## Request
Copy the records below with every "Place a point" changed to "Mark a point", leaving everything else untouched.

## Data for the task
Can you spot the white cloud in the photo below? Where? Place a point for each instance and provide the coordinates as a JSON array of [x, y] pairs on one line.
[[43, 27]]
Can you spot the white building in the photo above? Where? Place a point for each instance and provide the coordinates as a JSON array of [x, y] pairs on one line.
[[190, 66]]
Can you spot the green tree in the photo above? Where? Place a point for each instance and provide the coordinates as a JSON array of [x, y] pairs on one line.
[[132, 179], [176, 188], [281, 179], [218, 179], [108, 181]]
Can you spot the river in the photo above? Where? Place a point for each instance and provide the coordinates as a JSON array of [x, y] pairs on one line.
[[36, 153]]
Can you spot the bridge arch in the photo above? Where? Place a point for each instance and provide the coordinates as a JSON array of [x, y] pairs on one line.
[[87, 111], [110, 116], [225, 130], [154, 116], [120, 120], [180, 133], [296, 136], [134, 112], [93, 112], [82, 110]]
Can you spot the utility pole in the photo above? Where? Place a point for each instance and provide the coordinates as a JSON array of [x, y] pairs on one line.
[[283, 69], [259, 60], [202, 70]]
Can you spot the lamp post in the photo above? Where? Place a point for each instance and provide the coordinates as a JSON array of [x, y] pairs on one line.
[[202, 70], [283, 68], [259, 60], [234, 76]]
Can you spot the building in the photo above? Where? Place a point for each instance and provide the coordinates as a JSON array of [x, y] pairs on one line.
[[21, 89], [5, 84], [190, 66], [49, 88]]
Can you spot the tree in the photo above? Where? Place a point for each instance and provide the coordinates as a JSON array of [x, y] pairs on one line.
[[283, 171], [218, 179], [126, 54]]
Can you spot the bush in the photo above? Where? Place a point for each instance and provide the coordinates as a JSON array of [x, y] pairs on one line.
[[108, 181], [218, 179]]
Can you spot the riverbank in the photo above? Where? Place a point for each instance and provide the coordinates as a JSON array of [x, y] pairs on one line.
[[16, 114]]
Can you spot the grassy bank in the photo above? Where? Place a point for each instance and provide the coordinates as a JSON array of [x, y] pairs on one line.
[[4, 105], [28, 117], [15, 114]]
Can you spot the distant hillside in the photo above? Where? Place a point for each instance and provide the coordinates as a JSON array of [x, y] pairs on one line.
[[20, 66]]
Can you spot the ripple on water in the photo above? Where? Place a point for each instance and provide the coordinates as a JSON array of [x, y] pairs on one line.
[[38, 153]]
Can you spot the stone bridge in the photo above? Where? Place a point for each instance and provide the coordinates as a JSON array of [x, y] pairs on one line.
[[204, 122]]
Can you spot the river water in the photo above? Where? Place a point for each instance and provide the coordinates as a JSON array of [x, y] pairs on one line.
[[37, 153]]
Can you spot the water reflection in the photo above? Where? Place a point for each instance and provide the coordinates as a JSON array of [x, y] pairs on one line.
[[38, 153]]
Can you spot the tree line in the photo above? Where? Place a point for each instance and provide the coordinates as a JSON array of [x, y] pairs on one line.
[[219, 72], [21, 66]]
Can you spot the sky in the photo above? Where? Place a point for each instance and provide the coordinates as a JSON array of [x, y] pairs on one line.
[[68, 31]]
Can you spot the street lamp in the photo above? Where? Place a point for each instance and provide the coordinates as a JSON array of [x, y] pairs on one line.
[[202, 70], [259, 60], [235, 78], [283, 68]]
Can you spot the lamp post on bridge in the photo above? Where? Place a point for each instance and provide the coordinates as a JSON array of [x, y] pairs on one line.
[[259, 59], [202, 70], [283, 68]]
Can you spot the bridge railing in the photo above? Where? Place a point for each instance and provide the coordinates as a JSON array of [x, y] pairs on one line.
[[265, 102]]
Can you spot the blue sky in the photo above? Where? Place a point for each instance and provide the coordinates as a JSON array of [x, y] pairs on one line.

## Response
Can you spot the white cloud in the photo below? Where? Mark a point for each instance and provide the coordinates as a JSON array of [x, y] pairs on one line.
[[43, 27]]
Can you spot the white building in the photo above? Where? Mark a point for each instance and provide the coordinates as a JSON array of [x, y] pairs on one line.
[[190, 66]]
Can you spot the green tree in the photo above? Where? Mark a point for each instance and provide the coordinates as a JSON array of [x, y] pairs on one line.
[[132, 179], [176, 188], [281, 179], [218, 179], [108, 181]]
Can you spot the river in the photo above? Where? Mark a point for each instance and provide the coordinates as a JSON array of [x, y] pairs on one line.
[[36, 153]]
Can you spot the bridge arch in the photo above? Where? Mark a point for each instance and provide the coordinates as a JSON array of [x, y] pairs on one line.
[[87, 111], [110, 116], [225, 130], [154, 116], [120, 120], [180, 133], [296, 136], [134, 112], [93, 112], [82, 110]]
Can you spot the utility pole in the photo above? Where? Mark a point for each instance and provide the coordinates as a JSON array of [x, y] pairs on one line.
[[283, 69], [259, 60], [202, 70]]
Can you spot the lamp post in the photo above? Where? Mark a point for each instance and provide the coordinates as a JSON array of [x, y] pairs on one line.
[[202, 70], [283, 68], [259, 60], [234, 76]]
Can you spot the building in the photo above? Where? Mark a point for each instance and provide the coordinates as a JSON array of [x, y] pairs on one line.
[[21, 89], [5, 84], [190, 66], [49, 88]]
Can you spot the tree in the photo above? Where? Mark a point for each instance and provide the coordinates as a JSON array of [x, y] pairs on one line.
[[283, 171], [218, 179], [126, 54]]
Can you spot the bush in the photo above? Where? Mark a point for each instance and provide the coordinates as a JSON array of [x, y] pairs on one line.
[[108, 181], [218, 179]]
Can you spot the riverbank in the photo above? Where? Mark a point for each instance and provide the coordinates as a JSON array of [x, y] pairs on one line.
[[16, 114]]
Can you spot the grassy bank in the photo above? Where? Mark a point for each instance and provide the coordinates as a JSON array of [x, y] pairs on one line.
[[4, 105], [28, 117], [15, 114]]
Can you spot the distant hillside in the photo above? Where? Mark a point for each instance and provide the coordinates as a JSON array of [x, y] pairs on one line.
[[20, 66]]
Can you spot the ripple on water in the photo above? Where? Mark a point for each instance and provide the coordinates as a JSON array of [x, y] pairs on one line.
[[38, 153]]
Can you spot the stone bridge in the photo above? Where? Mark a point for each instance and provide the coordinates as a JSON array of [x, y] pairs on one line.
[[204, 122]]
Can you spot the river water in the photo above? Where? Mark a point for each instance and provide the coordinates as a JSON array of [x, y] pairs on one line.
[[37, 153]]
Can you spot the water reflection in the photo above? Where? Mark a point for each instance and provide the coordinates as a JSON array of [x, y] pairs on one line.
[[38, 153]]
Can you spot the tree line in the photo above? Where? Mark a point for each instance and provide the coordinates as a JSON array of [x, y] pairs on one line.
[[219, 72], [21, 66]]
Can you spot the sky in the photo above? Where? Mark a point for each instance and provide the coordinates as a JSON array of [x, y] pairs on one line.
[[68, 31]]
Can you spot the street lamp in the photo above? Where? Mark a point for each instance and provide the coordinates as a JSON array of [x, y] pairs on one line.
[[202, 70], [259, 60], [235, 78], [283, 68]]
Can you spot the lamp post on bridge in the photo above? Where? Mark a point for each instance and provide the coordinates as a JSON array of [x, y] pairs on one line.
[[259, 59], [202, 70], [283, 68]]
Can you spot the bridge railing in the photo above? Where? Mark a point for each instance and provide the coordinates as a JSON array of [x, y] pairs on one line.
[[265, 102]]
Can you spot the blue sky in the photo above? Where? Mark a point for each instance and provide the coordinates as a JSON array of [x, y] pairs on one line.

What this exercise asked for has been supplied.